Ou o mundo(s) é causa sui ou é causado por outrem (o que quer que seja). Só existem racionalmente, a meu ver, estas duas hipóteses. Deste modo, ou somos "panteístas" ou "teístas". Em termos racionais não é possível decidir por nenhuma destas duas hipóteses. Mas ambas as teses são perfeitamente legítimas. Existem depois múltiplas variantes em cada uma destas duas hipóteses. A mais interessante - quase oriental - das variações do tomismo é a de Mestre Eckhart. O Ser criador é intrínseco a tudo o que existe e, como tal, a cada um de nós. No campo do panteísmo, a variação mais conhecida é a de Hegel: nós somos a consciência de uma Natureza que se desconhece.
E se todos os mecanismos deste mundo têm uma causa, também o tem o nosso livre arbitrio, que, no entanto, assim deixaria de o ser...Gostava de acreditar que tenho vontade...Talvez o mundo não seja todo racional. Talvez tenha uma pitada de aleatório inexplicável.

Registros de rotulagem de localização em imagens

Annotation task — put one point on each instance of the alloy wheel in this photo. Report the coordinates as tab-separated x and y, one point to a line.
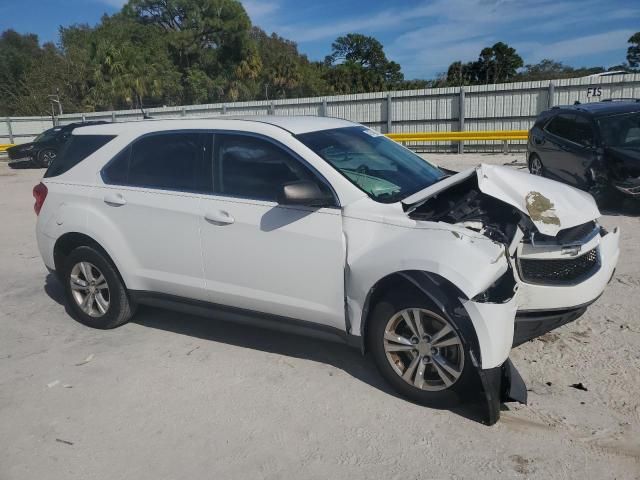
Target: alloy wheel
90	289
424	349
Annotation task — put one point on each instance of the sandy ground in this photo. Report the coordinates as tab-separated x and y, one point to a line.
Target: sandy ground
175	396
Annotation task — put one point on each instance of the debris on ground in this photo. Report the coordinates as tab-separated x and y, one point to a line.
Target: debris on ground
86	360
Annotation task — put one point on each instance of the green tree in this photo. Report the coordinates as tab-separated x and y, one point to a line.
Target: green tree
496	64
357	63
633	52
211	37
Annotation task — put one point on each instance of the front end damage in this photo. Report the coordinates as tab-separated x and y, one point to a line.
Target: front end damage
559	261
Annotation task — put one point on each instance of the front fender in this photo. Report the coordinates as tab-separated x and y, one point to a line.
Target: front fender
464	259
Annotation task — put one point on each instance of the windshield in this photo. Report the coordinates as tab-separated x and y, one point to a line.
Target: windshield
621	130
46	135
383	169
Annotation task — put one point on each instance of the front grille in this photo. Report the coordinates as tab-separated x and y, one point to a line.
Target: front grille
559	272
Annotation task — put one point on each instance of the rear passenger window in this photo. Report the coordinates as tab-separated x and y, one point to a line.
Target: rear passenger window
250	167
76	149
172	161
562	126
582	132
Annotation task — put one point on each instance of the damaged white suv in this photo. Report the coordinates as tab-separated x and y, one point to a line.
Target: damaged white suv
320	225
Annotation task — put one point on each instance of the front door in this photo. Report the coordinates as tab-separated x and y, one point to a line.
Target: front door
262	256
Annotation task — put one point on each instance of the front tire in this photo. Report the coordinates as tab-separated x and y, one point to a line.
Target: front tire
419	351
95	294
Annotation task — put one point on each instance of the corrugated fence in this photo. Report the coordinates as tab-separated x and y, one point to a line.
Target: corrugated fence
507	106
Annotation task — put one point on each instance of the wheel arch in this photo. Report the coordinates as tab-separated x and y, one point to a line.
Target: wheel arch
442	292
69	241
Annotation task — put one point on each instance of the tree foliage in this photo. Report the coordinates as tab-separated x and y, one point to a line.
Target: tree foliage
633	52
358	63
173	52
496	64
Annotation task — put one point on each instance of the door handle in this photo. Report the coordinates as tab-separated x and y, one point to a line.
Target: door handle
114	199
219	218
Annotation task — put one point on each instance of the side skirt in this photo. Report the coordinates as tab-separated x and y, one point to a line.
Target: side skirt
245	317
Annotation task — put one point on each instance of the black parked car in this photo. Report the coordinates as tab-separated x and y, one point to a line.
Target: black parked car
593	146
45	147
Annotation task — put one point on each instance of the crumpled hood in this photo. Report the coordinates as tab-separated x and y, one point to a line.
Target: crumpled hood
552	206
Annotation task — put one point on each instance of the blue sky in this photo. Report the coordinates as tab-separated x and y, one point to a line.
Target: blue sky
423	36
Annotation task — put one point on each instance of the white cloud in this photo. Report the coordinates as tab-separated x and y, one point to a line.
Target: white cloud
579	46
260	10
114	3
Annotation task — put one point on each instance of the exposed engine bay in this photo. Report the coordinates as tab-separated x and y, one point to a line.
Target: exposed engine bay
465	205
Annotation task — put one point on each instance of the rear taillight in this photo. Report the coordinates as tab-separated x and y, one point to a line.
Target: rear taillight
40	194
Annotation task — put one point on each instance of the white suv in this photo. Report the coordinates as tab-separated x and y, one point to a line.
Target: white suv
321	225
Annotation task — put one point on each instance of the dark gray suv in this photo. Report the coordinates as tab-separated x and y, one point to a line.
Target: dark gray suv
593	146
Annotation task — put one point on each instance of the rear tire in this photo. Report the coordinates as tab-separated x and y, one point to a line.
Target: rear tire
435	370
95	293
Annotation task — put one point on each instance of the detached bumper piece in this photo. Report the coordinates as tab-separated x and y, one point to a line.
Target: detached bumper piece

Trabalho solicitado =
1 > Selecione cada linha dos registros que contenha a palavra "damaged", levando em conta a distinção entre maiúsculas e minúsculas.
2 > Prossiga o texto sobre a causa do mundo e o livre-arbítrio a partir do ponto em que ele termina.
O texto e os registros não guardam relação entre si.

Respostas por tarefa =
1 >
Annotation task — put one point on each instance of the damaged white suv in this photo. Report the coordinates as tab-separated x and y, one point to a line.
Target: damaged white suv

2 >
Mas ainda dentro do mundo racional, existem mecanismos que têm uma causa, mas que não têm um ínicio, sendo são circulares, como por exemplo o mecanismo associado à respiração de uma planta.
É uma questão interessante na medida em que a liberdade - se ela existir (e acredito que sim) -consiste na interrupção de uma determinada sequência causal e na eclosão de uma outra.
Algumas observações:
1. 'racional' significa no contexto deste post 'o que é pensado com justeza', 'bem pensado', 'coerente'. Racional é o que tem 'pernas para andar'.
2. A experiência da liberdade é certamente a principal razão pela qual a tradição religiosa considera que o homem foi feita à imagem e semelhança de Deus.
3. A liberdade - se ela existir - também tem as suas razões. Daí falar-se de intenções, de motivações,... Mesmo que a decisão seja irracional não deixa de ter uma razão para ser tomada.
4. Ao se referir a respiração de uma planta julgo que se procurava sublinhar o carácter holítstico do processo. Mas todos os fenómenos deste mundo, sem excepção, têm um início e um fim...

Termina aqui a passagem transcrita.